Dataset records
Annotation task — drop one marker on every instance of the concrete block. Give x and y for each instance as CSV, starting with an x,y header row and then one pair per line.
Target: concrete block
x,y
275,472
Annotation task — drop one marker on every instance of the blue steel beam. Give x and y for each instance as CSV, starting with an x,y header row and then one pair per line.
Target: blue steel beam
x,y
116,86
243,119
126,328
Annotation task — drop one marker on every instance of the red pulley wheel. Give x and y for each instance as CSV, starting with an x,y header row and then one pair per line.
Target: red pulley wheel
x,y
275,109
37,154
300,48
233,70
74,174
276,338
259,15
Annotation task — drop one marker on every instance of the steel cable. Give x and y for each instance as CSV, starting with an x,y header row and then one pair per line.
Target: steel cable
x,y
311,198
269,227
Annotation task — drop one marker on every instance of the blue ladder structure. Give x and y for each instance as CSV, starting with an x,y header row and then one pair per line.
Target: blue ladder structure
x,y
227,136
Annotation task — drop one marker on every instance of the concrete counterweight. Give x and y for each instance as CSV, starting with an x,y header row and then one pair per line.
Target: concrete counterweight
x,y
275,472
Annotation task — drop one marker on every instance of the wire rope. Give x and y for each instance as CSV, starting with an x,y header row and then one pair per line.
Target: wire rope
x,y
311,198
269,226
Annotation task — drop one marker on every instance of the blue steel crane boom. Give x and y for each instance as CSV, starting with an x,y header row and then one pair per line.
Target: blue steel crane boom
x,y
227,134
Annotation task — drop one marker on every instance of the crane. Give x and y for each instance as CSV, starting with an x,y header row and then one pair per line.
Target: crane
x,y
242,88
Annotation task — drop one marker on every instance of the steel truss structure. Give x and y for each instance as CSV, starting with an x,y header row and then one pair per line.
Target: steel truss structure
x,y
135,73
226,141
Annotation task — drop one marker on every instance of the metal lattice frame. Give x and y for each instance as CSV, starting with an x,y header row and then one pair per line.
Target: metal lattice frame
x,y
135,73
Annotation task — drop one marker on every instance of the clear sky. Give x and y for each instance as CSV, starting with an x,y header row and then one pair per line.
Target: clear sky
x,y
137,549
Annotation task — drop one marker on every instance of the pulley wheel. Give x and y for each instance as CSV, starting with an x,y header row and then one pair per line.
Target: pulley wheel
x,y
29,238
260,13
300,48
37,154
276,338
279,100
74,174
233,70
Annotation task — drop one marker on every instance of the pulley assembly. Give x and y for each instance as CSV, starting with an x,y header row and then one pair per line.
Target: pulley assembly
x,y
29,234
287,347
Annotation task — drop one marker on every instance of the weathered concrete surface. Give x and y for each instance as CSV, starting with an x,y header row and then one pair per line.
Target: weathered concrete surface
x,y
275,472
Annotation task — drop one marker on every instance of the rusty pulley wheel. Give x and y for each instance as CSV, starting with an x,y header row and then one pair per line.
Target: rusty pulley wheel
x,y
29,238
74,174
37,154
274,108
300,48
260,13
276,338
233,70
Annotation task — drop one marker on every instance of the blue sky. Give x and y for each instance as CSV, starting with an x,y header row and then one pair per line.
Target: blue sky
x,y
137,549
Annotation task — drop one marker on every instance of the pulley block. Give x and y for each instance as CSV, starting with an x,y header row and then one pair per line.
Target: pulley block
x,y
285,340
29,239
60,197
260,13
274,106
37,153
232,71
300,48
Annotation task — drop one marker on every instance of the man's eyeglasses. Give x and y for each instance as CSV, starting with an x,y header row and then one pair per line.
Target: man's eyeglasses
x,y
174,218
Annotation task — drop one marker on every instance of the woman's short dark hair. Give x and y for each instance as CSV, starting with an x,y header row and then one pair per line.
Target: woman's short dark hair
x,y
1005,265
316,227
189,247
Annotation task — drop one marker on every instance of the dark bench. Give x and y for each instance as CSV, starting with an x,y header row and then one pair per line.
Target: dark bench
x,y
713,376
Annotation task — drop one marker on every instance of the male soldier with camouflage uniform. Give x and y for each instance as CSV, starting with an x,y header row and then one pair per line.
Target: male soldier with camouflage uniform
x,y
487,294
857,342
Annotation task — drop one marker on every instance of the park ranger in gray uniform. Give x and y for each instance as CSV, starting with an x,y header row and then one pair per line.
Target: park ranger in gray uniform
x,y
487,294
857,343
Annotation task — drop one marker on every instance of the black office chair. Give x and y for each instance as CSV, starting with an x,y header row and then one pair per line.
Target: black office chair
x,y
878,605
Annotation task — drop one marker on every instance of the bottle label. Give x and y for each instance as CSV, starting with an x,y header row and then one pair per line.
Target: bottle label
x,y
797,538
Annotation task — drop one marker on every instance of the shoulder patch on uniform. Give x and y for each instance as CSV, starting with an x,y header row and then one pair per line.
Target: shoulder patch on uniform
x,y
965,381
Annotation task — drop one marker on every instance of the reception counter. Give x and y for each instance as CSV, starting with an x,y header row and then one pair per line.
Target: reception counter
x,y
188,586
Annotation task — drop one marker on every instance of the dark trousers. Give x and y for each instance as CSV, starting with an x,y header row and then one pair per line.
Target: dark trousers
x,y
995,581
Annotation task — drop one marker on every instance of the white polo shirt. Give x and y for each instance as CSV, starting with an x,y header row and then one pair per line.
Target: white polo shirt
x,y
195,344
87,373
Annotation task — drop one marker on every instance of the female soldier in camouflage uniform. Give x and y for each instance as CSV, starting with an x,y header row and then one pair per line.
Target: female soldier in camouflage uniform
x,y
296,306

> [Set exercise]
Reproduce everything from the line containing "of the reception" down to the end of the listing, instruction lines included, shifting every x and y coordinate in the answers by -92.

> [Reply to the exercise]
Annotation task — drop one marker on every instance of the reception counter. Give x and y for each instance as CSV, starting with an x,y header row and then one pair per line.
Target: reception counter
x,y
96,494
Annotation task — drop one marker on every instance of the dark trousers. Give x and y for each instance as CSV, starting with an x,y header row and then one pair per line.
Target: dark trousers
x,y
903,489
Annotation task — drop one marker on every instance of the white polo shirt. Give x and y for each instance as CSV, starting with an x,y header row and then one pair per line.
Target: white polo shirt
x,y
103,252
-5,281
Annotation task — drop one marker on every instance of the female soldier in camouflage uniform. Give x and y for each instance as CSV, starting with an x,y header row and then one pair per line.
Target: female soldier in camouflage uniform
x,y
204,214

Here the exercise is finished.